Referring expression data:
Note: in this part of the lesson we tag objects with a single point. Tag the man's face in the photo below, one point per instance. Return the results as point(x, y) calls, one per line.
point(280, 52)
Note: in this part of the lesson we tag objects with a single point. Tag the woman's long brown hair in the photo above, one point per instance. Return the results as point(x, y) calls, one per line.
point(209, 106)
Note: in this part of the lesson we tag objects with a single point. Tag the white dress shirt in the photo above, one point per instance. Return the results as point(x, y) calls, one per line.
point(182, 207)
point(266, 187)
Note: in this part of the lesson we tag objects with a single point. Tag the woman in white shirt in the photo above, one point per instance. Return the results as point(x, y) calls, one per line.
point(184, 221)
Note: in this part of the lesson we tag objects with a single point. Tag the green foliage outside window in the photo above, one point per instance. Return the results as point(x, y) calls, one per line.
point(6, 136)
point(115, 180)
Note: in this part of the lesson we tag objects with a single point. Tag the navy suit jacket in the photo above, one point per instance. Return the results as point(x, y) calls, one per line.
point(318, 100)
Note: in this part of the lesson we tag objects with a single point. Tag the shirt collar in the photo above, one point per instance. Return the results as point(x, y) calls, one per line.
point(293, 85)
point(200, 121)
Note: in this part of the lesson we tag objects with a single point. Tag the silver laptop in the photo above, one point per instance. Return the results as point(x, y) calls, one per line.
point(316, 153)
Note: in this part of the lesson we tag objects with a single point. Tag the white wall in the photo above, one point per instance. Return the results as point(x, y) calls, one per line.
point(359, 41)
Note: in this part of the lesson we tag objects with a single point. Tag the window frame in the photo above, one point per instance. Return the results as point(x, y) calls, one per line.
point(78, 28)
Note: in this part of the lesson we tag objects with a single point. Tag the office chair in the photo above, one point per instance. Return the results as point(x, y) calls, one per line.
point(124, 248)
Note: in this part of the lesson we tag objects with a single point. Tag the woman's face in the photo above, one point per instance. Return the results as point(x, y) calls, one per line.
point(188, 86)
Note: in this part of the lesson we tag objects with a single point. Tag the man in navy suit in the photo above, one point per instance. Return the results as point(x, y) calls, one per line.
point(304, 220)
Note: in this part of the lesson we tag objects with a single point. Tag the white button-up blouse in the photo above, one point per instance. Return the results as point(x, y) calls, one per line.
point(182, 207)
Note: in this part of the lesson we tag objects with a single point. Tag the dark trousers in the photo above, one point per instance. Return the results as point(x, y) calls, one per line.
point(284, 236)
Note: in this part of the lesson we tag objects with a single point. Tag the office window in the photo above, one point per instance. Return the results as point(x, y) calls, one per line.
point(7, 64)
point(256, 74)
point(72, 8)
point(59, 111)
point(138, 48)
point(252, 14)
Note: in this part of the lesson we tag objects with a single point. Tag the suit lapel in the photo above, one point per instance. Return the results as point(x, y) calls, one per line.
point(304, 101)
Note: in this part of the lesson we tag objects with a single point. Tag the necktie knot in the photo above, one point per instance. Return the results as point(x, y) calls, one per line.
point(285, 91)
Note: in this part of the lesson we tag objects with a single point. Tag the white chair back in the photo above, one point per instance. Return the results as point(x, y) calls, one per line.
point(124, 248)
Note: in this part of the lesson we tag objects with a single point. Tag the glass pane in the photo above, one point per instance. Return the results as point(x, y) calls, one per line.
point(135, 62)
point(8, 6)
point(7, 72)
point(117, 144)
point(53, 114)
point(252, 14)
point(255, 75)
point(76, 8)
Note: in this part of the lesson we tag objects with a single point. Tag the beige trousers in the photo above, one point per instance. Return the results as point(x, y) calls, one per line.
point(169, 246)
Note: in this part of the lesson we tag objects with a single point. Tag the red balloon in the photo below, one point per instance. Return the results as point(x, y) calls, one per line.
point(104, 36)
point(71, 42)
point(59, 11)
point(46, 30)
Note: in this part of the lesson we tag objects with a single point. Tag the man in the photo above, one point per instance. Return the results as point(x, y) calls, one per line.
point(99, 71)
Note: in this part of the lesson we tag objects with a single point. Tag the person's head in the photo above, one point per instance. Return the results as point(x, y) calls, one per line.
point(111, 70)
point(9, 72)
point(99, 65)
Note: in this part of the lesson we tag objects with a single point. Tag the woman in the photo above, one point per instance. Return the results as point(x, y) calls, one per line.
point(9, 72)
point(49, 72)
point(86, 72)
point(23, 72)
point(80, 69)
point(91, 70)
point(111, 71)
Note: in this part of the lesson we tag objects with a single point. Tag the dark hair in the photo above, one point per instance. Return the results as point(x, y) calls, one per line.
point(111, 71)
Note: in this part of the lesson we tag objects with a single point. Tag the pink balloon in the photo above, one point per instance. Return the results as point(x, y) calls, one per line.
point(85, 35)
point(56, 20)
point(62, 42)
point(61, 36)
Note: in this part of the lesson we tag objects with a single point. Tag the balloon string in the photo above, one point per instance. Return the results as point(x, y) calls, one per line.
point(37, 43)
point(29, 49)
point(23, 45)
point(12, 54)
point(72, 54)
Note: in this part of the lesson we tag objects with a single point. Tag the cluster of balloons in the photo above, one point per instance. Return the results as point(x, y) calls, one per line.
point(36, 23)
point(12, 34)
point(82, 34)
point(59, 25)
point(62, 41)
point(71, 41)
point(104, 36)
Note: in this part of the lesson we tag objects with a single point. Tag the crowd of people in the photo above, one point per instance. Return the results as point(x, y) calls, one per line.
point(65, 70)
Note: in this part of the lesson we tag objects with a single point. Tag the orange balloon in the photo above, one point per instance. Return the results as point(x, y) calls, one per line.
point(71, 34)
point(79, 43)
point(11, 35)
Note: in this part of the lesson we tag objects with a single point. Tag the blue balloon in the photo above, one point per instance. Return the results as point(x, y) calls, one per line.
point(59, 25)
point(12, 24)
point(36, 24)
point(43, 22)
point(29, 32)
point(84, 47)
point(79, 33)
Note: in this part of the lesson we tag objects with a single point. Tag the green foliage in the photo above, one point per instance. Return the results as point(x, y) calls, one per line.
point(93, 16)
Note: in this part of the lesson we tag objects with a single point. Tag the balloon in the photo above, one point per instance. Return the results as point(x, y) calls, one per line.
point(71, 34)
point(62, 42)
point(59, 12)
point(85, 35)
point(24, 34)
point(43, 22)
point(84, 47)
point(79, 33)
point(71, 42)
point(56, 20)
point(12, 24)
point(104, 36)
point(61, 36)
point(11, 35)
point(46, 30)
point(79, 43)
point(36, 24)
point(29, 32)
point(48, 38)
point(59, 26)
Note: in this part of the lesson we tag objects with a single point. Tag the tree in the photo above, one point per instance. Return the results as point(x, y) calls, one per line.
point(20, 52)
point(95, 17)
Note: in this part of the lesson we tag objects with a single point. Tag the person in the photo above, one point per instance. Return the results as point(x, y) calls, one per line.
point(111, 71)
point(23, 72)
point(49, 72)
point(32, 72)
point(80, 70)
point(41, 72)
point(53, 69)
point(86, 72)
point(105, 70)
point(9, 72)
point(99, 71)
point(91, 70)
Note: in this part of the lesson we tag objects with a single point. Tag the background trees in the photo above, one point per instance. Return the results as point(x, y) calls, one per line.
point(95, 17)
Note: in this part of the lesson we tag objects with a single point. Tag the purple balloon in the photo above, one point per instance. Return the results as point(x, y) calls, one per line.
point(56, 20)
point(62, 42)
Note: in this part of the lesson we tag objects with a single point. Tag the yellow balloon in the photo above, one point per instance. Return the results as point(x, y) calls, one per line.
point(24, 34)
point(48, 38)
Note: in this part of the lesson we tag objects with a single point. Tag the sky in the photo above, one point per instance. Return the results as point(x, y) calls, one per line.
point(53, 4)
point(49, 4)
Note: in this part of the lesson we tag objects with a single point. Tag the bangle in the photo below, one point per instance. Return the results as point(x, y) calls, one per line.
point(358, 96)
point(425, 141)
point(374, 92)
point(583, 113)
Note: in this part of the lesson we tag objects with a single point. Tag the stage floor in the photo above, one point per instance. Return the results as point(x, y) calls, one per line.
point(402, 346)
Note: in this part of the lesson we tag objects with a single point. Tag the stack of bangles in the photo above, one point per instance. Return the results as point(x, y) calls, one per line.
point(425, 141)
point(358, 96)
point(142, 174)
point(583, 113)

■ Activity ■
Output nothing but the lines from the one containing "Tag the purple" through the last line of the data, exactly as they stand.

■ Solution ■
Note: in this part of the lesson we tag objects with a single point. Tag the purple balloon in the photo above, one point per instance. Return the results as point(x, y) calls, one per line.
point(56, 20)
point(62, 42)
Note: in this part of the lesson we tag objects with a single point. Tag the yellow balloon in the photo above, one point per instance. Return the results as point(x, y) calls, one per line.
point(24, 34)
point(48, 38)
Note: in this part of the lesson we tag objects with a single point. Tag the sky in the photo above, one point per instance. Return the results as point(x, y) calls, one per line.
point(53, 4)
point(49, 4)
Note: in this part of the lesson we tag objects with a single point. Tag the bangle in the photo below, one point per instance. Return the results as point(x, y) calls, one per line.
point(358, 96)
point(425, 141)
point(374, 92)
point(583, 113)
Note: in this part of the lesson we tag objects with a single point. Tag the stage floor in the photo above, one point per instance. Return the results as point(x, y) calls, one per line.
point(402, 346)
Note: in this part of the lesson we tag objects with a single point. Tag the stack of bangles in the photo above, one point per instance. Return the results as point(x, y) calls, one per line.
point(425, 141)
point(358, 96)
point(142, 174)
point(583, 113)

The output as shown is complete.